What is being asked —
Quote the entries that follow exactly, leaving none out.

### Records provided

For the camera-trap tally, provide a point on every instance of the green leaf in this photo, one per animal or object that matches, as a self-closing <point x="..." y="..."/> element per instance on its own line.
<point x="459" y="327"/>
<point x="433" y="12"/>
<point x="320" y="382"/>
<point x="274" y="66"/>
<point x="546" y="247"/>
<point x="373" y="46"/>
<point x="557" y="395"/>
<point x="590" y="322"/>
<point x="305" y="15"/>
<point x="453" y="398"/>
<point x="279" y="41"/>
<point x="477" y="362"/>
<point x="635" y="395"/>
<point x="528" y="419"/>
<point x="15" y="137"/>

######

Result of this exercise —
For the camera-trap tally, provide a point on every instance of the green leaf in this photo, one per animal or object that matches, as a self-closing <point x="..." y="..."/> element per instance on its own line.
<point x="459" y="327"/>
<point x="433" y="12"/>
<point x="320" y="382"/>
<point x="274" y="66"/>
<point x="546" y="247"/>
<point x="373" y="46"/>
<point x="557" y="395"/>
<point x="590" y="322"/>
<point x="305" y="15"/>
<point x="453" y="398"/>
<point x="279" y="41"/>
<point x="477" y="362"/>
<point x="635" y="395"/>
<point x="528" y="419"/>
<point x="15" y="137"/>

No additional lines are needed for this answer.